* [BRIEF]: Rewrite these lines with "bird" switched to "animal" everywhere and nothing else altered, leaving out the pictures.

**** INPUT ROWS

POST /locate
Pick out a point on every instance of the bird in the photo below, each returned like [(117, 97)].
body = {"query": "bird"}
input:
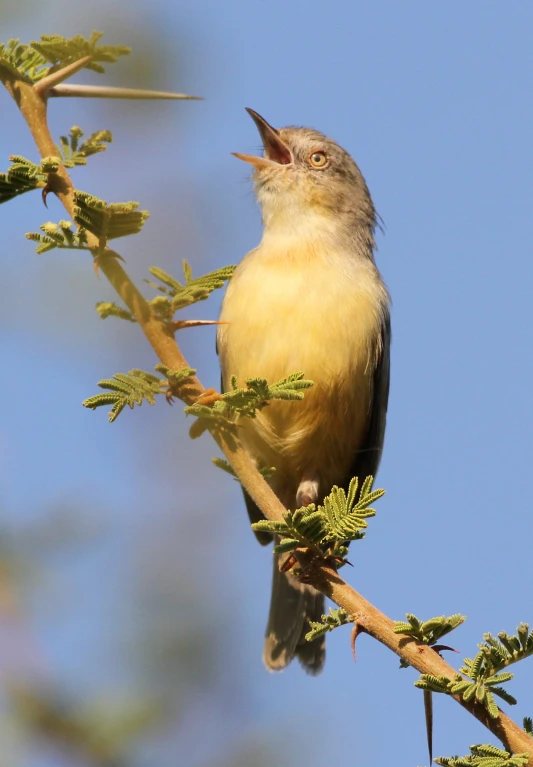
[(308, 298)]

********

* [FULL OUTPUT]:
POST /locate
Pick out a point on every instance of the animal in the photo below, each returned like [(117, 97)].
body = {"query": "animal"}
input:
[(308, 298)]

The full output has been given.